### Required action A
Translate this sentence from the forum post into Spanish: "My points are very valid and pertinent to the thread."
+++ Document text +++
Your trigger happy display to admonish a webmaster is another reason that google will always win against webmasters, we are very quick to snap at each other.

I doubt very much if I miss focal points of a discussion. Especially to do with google.

The topic of this discussion is to help find ways to avoid as best possible the duplicate content problems in google. My points are very valid and pertinent to the thread.

And I am not here to miss points raised.

You actually rasised a good point and I adumbrated on it. Making it clearer in my view so that webmasters who may not be aware of it were now aware.

If my comments are useless and off target, I'd be quite happy not to post and to mind my own business.

If you want my comment about missing a point, you say that webmasters should check their websites even if they think they got it right. Check what when there are only decptive guidelines to go by.

I'm affraid that sort of comment is no good to a webmaster who's website has tanked in google. At least my comments dig deep. Deep under google's skin.


[edited by: AlgorithmGuy at 4:51 pm (utc) on Sep. 30, 2006]

Jordo needs a drink

 5:23 pm on Sep 30, 2006 (gmt 0)
+++ Records supplied +++
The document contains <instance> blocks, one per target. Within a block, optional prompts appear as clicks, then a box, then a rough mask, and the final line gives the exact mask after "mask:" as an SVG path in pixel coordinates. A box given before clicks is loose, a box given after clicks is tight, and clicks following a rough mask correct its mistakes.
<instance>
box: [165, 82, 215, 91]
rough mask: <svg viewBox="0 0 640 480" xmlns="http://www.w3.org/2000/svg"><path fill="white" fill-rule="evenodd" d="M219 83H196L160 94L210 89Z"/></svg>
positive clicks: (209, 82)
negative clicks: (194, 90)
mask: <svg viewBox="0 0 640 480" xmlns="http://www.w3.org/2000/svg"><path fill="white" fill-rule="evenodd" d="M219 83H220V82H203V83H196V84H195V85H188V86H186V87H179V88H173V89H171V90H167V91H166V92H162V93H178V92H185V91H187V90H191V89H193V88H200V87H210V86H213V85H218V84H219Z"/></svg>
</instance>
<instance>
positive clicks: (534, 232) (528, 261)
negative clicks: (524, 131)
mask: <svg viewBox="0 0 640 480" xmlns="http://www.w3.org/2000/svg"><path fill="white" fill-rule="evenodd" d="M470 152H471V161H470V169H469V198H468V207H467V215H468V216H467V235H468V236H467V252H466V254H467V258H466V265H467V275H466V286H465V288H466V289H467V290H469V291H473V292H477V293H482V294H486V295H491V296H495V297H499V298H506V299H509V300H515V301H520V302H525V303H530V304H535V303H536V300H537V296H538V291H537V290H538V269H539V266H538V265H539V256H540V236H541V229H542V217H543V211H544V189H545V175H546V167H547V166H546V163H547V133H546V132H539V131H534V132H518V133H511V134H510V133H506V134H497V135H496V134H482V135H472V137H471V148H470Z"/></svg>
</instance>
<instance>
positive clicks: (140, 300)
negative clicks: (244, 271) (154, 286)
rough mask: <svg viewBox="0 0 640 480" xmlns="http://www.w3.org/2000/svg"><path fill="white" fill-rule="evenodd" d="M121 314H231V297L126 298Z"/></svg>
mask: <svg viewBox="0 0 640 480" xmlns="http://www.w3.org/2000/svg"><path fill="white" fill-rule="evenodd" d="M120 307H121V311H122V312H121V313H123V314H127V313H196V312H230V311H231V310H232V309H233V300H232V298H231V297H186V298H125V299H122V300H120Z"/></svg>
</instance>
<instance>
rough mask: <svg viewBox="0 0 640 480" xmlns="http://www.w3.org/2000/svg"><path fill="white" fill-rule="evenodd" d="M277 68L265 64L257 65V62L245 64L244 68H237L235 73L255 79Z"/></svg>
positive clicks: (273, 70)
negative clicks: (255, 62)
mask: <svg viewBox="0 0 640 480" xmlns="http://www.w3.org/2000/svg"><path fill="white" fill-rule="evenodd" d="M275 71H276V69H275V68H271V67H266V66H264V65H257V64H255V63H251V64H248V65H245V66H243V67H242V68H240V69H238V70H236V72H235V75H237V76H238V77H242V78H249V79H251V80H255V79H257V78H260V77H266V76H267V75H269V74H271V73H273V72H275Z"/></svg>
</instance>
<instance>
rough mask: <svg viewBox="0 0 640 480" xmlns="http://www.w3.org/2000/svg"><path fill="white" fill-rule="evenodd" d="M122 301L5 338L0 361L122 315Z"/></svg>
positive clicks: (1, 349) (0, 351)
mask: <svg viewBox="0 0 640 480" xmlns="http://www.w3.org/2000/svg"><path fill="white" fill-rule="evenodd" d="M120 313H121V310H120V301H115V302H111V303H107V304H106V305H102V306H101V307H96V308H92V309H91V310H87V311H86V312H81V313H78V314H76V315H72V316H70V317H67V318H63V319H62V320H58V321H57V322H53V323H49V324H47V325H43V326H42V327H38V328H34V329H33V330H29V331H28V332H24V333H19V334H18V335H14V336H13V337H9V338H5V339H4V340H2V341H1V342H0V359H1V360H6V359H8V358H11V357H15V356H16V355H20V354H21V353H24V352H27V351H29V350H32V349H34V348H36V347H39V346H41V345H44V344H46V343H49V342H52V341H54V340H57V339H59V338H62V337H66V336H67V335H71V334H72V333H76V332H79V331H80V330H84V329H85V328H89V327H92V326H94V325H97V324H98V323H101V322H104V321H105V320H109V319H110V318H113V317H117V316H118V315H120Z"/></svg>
+++
+++ Records supplied +++
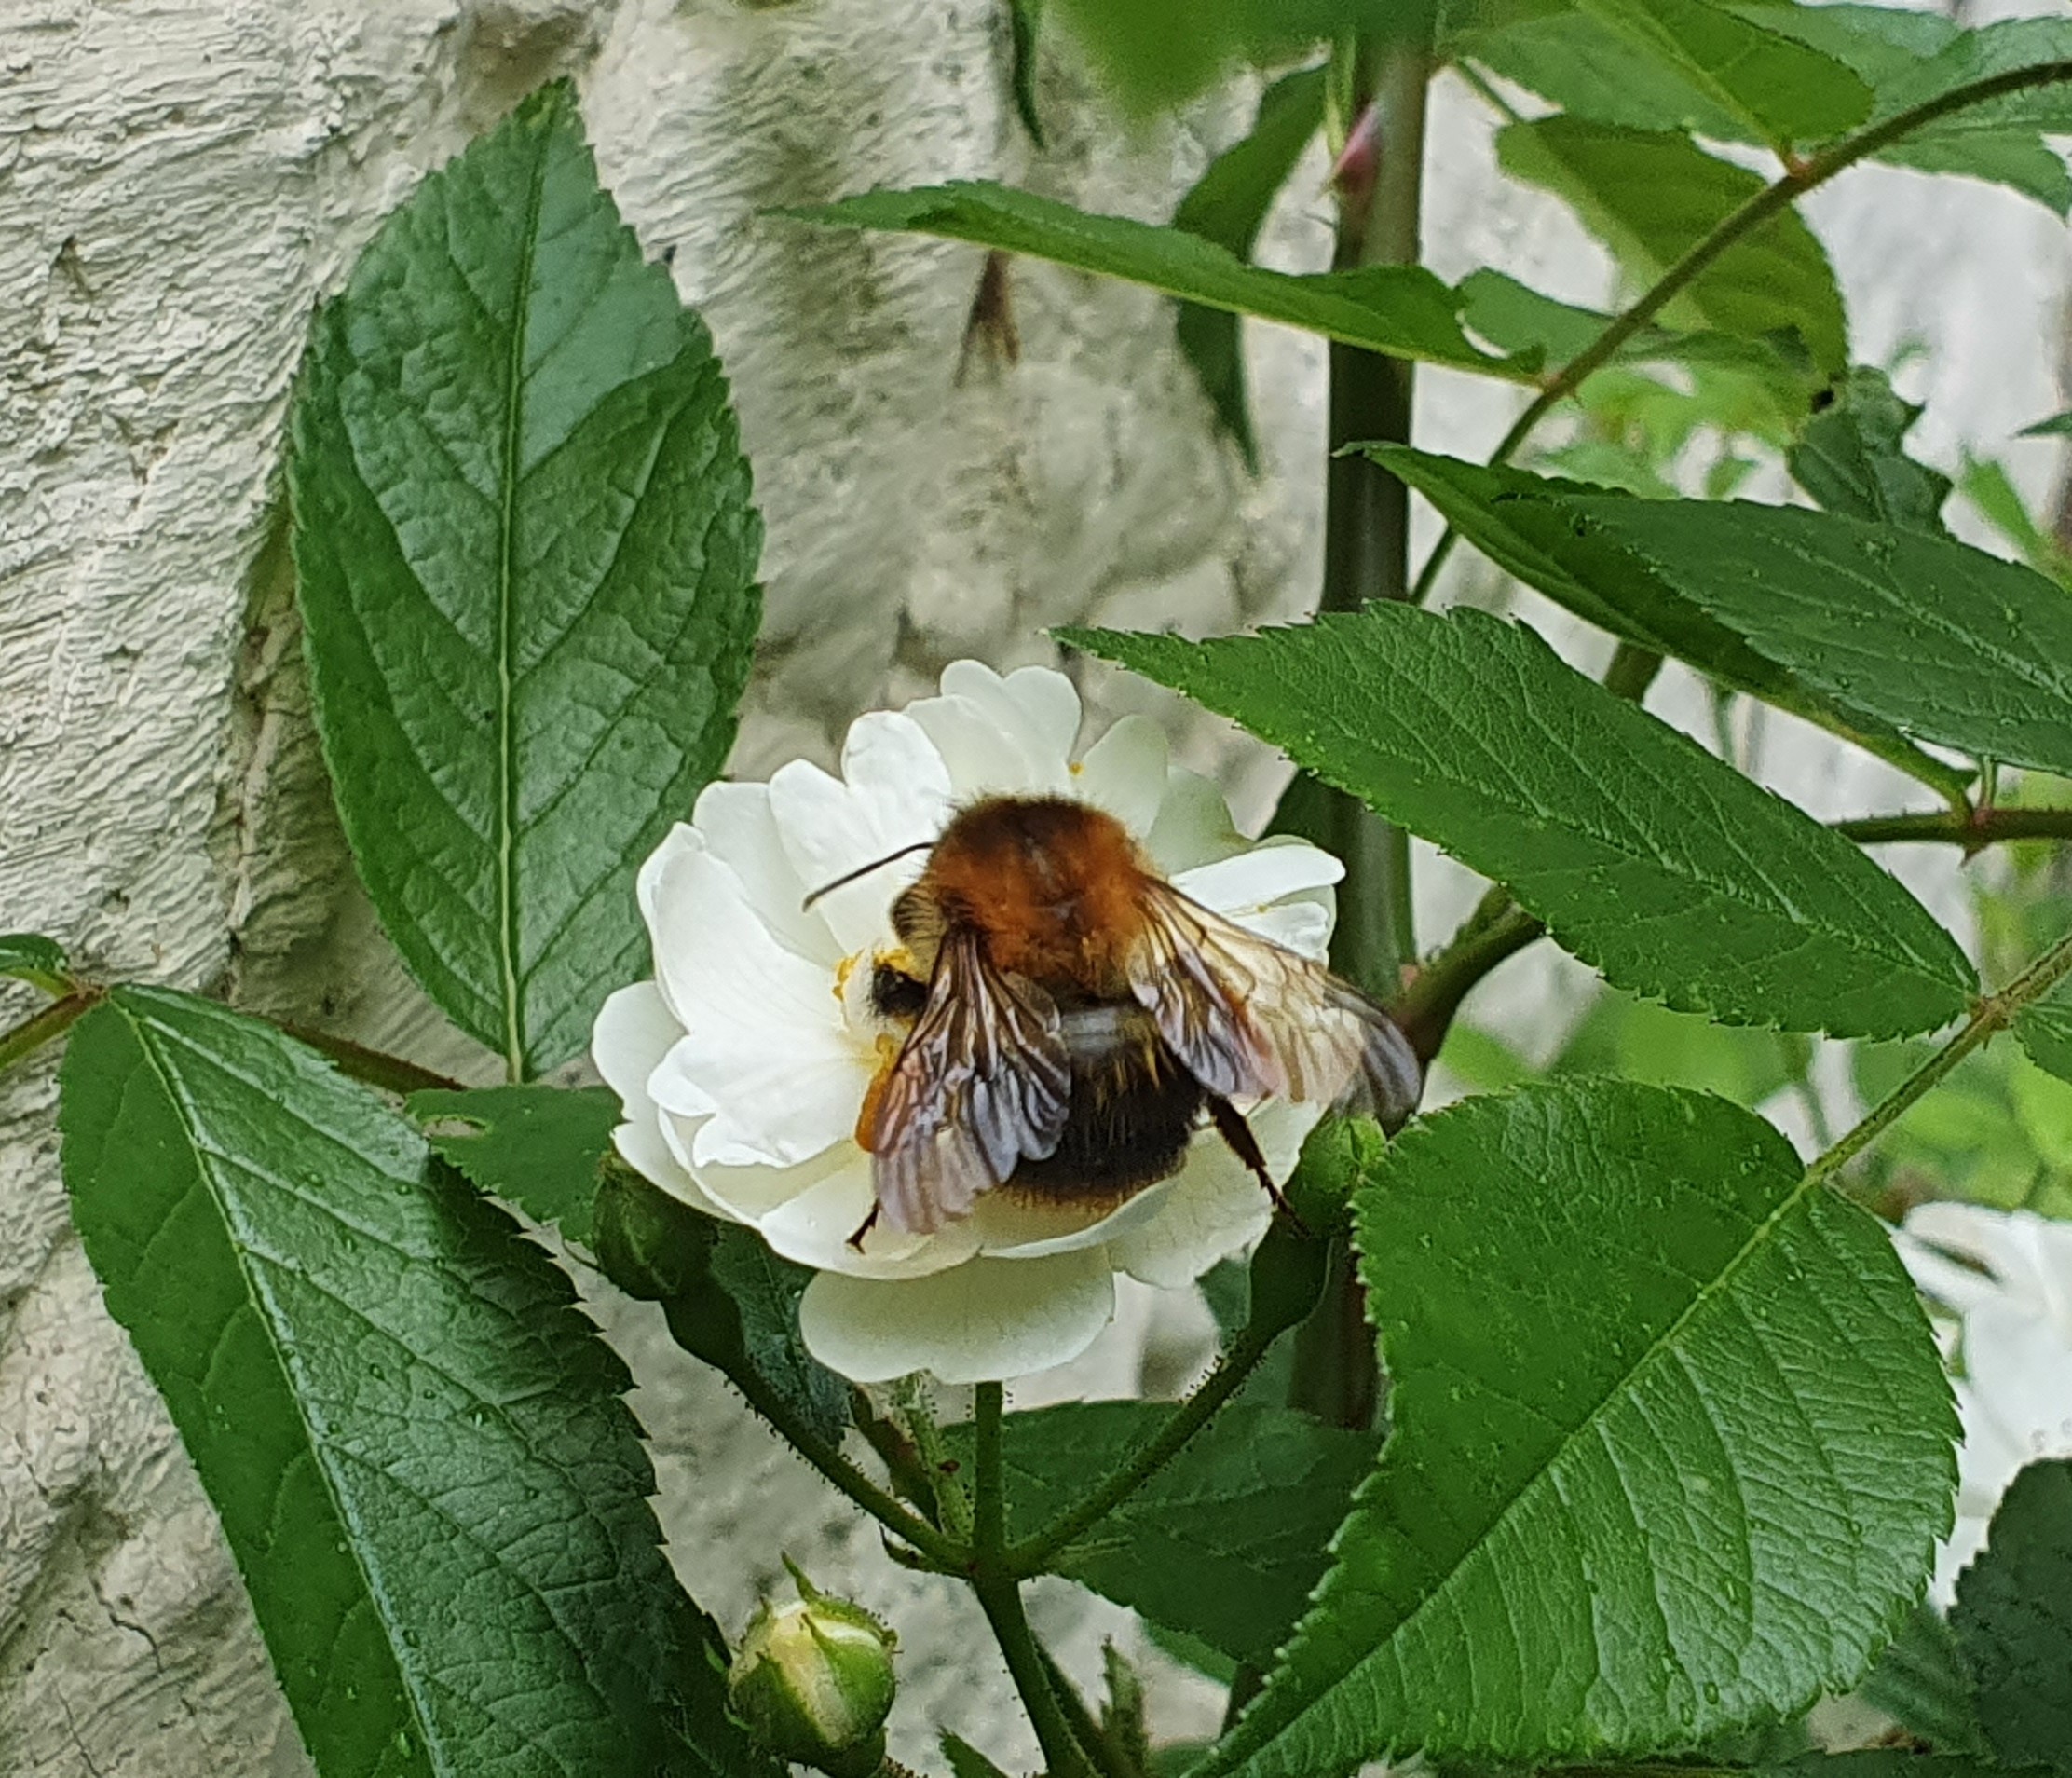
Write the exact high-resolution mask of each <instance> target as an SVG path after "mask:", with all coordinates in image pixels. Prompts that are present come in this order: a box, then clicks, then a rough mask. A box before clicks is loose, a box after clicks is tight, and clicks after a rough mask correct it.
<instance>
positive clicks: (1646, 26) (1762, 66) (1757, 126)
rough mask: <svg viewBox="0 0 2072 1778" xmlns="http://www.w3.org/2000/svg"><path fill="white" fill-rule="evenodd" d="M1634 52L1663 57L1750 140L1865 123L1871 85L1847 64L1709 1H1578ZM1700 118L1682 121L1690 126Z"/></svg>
+++
### Required action B
In the records, rename "rough mask" to "draft mask", starting with the line that contains "The document contains" and going on through the line that contains "positive clicks: (209, 82)". Give back only those lines, with everything else left the same.

### Exercise result A
Mis argumentos son muy válidos y pertinentes para el hilo.

### Exercise result B
The document contains <instance> blocks, one per target. Within a block, optional prompts appear as clicks, then a box, then a draft mask, and the final line gives the exact mask after "mask:" as an SVG path in pixel coordinates. A box given before clicks is loose, a box given after clicks is tight, and clicks following a draft mask correct its mistakes.
<instance>
box: [165, 82, 215, 91]
draft mask: <svg viewBox="0 0 640 480" xmlns="http://www.w3.org/2000/svg"><path fill="white" fill-rule="evenodd" d="M219 83H196L160 94L210 89Z"/></svg>
positive clicks: (209, 82)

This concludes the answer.